* What you will do: Please reproduce the data exactly, though every picture must stay out.

* Data shown:
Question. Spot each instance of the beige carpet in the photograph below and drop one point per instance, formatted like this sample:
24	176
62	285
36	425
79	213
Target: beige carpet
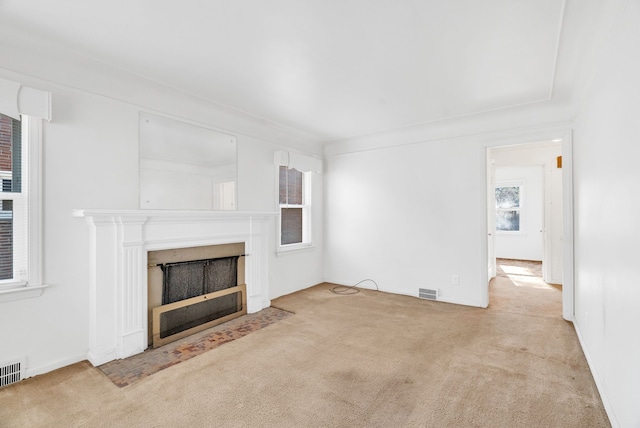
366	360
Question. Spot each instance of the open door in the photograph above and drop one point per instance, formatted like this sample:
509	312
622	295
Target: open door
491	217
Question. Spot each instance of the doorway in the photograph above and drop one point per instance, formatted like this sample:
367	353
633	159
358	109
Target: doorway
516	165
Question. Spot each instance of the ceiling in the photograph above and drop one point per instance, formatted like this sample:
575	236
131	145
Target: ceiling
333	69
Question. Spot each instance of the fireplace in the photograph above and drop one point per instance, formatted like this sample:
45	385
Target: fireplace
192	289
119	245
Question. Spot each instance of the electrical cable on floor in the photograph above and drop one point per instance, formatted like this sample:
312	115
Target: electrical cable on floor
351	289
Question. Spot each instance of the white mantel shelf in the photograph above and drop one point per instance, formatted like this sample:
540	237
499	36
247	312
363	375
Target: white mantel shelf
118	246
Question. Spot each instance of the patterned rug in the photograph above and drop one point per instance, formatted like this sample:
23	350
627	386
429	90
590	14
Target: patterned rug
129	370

* Result of the task:
Question. Spot each instance of the beige carpet in the photograph below and drop one point per instance, formatted like this sample:
24	176
62	285
36	425
79	213
Target: beige carpet
366	360
Question. Spot each instance of the open door in the photograph above and drop one point per instance, formatted like this sample:
509	312
622	295
Target: open door
491	217
Question. Spot each instance of the doorway in the photograph above and drop one point per instance, formatted like this sample:
367	353
633	159
358	109
Target: doorway
516	165
Question. Spot each instance of the ceiling in the photograph above and drop one point per instance, formatted like this sample:
575	236
131	145
Target: ceiling
333	69
Question. Spot each instance of the fireplace in the photograph above and drop one point per instance, formatted like this sample:
45	385
Target: fireplace
192	289
119	245
Question. Spot each instance of the electrical cable on floor in the photograph above and drop one point per instance, formatted like this sample:
312	115
Target: electrical cable on floor
351	289
Question. Spot each instance of the white mantel shelf in the photograph above and drop one point per instance, formatted like this sample:
540	237
499	36
247	312
363	375
Target: white mantel shelf
118	246
Question. Spot each instance of the patterned rug in the photograph above and drop one point per instance, formatted like this sample:
23	350
627	386
429	90
590	14
Target: patterned rug
129	370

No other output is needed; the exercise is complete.